■ Exercise requirements ■
Of the records that follow, copy only the lines from the line containing "Query: gravel ground" to the line containing "x=249, y=151", both included, exactly as written.

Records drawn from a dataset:
++++++

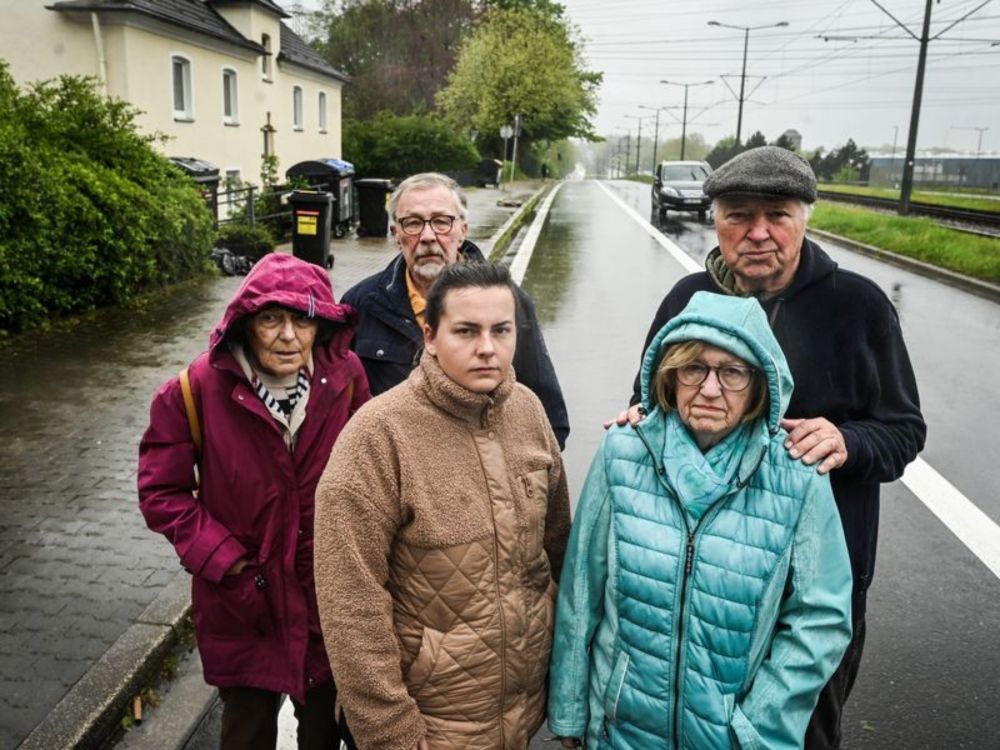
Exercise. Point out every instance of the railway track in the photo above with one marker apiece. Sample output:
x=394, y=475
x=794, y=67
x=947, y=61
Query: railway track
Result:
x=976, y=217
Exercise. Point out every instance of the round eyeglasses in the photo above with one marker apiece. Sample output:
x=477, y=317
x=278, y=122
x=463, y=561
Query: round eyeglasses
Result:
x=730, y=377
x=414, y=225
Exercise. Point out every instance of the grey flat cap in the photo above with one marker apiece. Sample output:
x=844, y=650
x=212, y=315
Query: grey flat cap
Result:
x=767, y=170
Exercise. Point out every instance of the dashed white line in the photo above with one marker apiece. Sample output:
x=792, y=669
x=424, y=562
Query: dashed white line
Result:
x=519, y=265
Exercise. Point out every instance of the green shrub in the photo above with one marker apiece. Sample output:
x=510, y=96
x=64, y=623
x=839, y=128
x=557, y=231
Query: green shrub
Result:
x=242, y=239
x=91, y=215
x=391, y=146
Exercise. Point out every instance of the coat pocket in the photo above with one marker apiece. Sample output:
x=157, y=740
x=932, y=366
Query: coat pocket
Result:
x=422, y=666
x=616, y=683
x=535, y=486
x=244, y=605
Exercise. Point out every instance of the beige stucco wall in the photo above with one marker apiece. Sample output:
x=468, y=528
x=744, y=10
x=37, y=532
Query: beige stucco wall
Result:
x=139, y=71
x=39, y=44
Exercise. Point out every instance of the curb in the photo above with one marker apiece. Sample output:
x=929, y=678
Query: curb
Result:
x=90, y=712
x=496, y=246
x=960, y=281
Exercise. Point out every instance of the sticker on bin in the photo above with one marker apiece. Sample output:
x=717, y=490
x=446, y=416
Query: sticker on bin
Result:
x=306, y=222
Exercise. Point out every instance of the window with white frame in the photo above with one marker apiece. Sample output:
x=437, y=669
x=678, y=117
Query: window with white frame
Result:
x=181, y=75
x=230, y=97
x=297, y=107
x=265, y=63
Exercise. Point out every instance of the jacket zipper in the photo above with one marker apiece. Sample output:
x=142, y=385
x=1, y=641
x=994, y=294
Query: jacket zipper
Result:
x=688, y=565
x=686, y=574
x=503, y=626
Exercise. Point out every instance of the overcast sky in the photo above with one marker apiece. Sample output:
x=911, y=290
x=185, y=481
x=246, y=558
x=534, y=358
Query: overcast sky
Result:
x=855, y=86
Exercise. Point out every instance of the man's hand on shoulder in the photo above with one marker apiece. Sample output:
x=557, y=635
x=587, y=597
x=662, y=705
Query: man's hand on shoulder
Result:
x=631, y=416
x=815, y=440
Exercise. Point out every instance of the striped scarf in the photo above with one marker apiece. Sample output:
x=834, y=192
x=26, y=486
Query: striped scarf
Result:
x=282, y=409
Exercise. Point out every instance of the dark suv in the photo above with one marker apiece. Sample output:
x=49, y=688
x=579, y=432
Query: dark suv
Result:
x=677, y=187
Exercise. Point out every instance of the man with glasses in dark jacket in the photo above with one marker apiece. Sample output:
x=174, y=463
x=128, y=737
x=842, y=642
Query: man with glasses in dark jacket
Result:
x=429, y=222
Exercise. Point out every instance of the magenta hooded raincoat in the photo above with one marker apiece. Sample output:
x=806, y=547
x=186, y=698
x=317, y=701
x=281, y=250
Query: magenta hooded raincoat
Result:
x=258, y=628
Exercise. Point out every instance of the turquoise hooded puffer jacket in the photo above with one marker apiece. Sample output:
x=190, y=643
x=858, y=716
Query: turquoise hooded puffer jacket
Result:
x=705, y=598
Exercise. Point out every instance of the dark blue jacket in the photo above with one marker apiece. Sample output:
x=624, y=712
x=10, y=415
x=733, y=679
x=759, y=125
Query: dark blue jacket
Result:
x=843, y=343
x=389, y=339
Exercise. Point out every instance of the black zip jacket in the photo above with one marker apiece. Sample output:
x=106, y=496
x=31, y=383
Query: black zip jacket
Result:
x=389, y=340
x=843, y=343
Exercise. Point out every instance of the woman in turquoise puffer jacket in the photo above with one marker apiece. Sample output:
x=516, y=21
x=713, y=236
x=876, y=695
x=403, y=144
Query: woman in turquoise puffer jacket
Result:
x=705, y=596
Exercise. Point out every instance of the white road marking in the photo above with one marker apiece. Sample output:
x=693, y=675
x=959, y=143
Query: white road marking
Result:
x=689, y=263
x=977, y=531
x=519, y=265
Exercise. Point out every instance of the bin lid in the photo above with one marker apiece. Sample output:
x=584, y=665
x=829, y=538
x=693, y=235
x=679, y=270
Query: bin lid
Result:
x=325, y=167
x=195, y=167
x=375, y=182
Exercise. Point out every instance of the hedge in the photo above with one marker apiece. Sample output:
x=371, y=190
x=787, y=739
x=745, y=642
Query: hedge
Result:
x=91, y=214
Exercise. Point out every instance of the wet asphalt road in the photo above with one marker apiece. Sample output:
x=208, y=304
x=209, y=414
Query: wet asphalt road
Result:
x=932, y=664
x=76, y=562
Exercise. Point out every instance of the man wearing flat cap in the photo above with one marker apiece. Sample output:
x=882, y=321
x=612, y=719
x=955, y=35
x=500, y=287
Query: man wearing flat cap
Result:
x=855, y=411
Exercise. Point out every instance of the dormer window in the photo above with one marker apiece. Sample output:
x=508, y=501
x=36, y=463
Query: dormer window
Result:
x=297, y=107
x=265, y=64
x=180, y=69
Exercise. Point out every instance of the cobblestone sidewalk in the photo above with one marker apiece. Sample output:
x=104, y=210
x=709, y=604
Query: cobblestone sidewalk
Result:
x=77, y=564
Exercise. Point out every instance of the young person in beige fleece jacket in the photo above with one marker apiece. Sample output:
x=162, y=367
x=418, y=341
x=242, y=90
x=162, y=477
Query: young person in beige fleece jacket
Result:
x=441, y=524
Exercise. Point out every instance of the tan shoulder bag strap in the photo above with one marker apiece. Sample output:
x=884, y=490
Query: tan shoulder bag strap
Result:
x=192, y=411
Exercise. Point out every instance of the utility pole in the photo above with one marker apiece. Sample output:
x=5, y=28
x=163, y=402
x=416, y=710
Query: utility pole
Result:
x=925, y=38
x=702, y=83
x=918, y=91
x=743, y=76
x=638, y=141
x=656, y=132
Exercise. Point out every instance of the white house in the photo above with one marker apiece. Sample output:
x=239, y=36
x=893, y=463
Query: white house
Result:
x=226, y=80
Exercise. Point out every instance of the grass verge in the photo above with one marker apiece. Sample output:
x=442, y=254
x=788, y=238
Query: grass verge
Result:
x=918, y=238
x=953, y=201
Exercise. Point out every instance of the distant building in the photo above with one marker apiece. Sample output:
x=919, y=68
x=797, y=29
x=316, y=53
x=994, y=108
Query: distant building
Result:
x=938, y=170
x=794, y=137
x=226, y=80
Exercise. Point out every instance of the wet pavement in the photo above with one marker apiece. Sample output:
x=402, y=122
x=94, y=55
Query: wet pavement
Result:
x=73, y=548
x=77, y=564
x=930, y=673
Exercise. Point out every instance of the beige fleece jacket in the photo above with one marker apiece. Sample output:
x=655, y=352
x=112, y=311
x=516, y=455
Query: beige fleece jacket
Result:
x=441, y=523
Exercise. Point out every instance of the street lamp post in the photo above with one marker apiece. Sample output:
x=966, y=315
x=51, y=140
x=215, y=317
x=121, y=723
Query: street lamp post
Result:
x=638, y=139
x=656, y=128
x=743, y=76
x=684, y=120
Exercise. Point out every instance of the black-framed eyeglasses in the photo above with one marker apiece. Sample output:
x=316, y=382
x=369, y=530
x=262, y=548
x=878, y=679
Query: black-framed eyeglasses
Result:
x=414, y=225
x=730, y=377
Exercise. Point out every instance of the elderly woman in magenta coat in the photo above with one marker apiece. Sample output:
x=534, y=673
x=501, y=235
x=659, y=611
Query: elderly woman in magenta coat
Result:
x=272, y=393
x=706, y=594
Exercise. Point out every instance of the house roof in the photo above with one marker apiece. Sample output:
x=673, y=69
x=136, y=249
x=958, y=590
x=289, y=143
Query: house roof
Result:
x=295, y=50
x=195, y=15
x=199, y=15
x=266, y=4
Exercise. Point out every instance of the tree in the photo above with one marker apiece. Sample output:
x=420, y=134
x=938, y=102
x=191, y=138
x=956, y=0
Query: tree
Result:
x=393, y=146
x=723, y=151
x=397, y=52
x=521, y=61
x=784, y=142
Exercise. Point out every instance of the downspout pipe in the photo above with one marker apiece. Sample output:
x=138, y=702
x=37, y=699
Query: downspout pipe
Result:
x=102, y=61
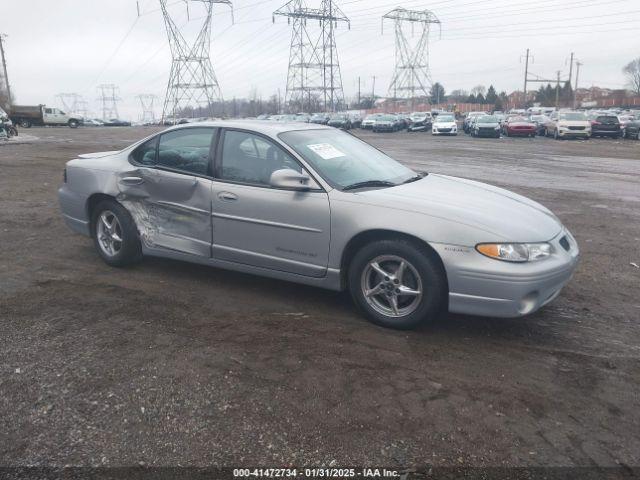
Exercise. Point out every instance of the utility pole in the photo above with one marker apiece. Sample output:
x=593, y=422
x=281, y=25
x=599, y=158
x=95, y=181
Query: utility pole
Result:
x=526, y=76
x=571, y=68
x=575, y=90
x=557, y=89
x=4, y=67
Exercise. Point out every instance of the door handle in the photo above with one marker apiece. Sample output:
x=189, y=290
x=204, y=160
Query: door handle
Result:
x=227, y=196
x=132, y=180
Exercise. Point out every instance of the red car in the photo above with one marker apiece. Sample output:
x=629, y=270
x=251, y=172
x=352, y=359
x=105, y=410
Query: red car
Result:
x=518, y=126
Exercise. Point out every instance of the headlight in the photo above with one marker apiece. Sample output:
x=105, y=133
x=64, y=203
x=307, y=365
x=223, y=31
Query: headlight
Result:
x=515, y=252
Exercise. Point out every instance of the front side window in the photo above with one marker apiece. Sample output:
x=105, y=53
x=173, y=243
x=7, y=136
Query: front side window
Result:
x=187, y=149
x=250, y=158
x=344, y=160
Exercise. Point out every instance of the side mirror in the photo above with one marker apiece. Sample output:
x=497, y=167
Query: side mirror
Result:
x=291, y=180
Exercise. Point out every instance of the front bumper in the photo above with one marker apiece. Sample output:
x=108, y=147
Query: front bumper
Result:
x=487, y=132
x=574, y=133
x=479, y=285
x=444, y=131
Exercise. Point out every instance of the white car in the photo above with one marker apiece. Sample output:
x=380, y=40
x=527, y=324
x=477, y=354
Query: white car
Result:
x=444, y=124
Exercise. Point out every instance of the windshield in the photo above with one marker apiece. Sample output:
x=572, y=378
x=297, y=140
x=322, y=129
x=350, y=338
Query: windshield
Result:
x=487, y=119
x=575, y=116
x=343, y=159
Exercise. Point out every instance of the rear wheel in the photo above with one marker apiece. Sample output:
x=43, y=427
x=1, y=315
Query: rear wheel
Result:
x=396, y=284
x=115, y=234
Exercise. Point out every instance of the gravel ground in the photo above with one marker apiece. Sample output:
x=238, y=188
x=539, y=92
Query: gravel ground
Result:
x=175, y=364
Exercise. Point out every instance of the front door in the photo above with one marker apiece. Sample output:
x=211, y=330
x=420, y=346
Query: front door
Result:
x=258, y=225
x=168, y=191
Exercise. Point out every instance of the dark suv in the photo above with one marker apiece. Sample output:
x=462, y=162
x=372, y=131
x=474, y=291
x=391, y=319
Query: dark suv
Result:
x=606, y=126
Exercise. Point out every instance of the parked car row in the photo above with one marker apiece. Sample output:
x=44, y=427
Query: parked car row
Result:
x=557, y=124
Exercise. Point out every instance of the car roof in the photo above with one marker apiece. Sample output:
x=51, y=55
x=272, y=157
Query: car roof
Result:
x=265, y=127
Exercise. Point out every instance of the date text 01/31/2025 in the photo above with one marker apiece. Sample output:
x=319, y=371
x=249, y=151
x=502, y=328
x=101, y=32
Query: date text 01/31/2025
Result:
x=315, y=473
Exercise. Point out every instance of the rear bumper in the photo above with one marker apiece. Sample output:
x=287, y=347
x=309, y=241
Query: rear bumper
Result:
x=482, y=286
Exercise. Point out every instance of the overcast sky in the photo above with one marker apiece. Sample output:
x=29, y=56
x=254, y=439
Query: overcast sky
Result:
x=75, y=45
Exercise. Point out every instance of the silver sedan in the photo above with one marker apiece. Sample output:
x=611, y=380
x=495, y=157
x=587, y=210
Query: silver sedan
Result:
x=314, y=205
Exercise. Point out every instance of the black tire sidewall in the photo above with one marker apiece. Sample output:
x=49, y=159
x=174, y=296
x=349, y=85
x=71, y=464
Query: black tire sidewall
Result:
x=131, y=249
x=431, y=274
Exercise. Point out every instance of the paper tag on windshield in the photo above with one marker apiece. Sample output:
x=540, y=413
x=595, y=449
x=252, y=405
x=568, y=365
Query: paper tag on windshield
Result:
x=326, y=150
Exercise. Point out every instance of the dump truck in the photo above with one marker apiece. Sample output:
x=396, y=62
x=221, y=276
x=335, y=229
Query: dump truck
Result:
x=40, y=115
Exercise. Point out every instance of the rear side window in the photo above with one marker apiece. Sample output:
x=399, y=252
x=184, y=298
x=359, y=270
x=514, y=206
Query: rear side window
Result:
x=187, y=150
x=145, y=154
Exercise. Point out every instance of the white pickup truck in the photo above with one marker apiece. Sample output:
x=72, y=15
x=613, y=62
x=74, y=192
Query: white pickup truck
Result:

++++++

■ Task solution ■
Query: gravel ground
Result:
x=175, y=364
Exercise. Point out every instance of the front door in the photo above with one marker apiece. Sample output:
x=211, y=330
x=420, y=346
Query: front door
Result:
x=258, y=225
x=168, y=191
Exercise. Point out every instance of the dark suv in the photo above with one marker apiece. Sample output:
x=462, y=162
x=372, y=131
x=474, y=291
x=391, y=319
Query: dark suv
Result:
x=606, y=126
Exercise. Point out every instance of the parked car row in the photo above with one marker apiece. Sample output:
x=44, y=427
Query: parked car row
Result:
x=557, y=124
Exercise. Point out every instance of the car roof in the photo above with one marker apiece. Sample output:
x=51, y=55
x=272, y=157
Query: car roof
Result:
x=265, y=127
Exercise. Point out every instance of the date text 01/31/2025 in the photo above with one marker apiece. Sample output:
x=319, y=371
x=249, y=151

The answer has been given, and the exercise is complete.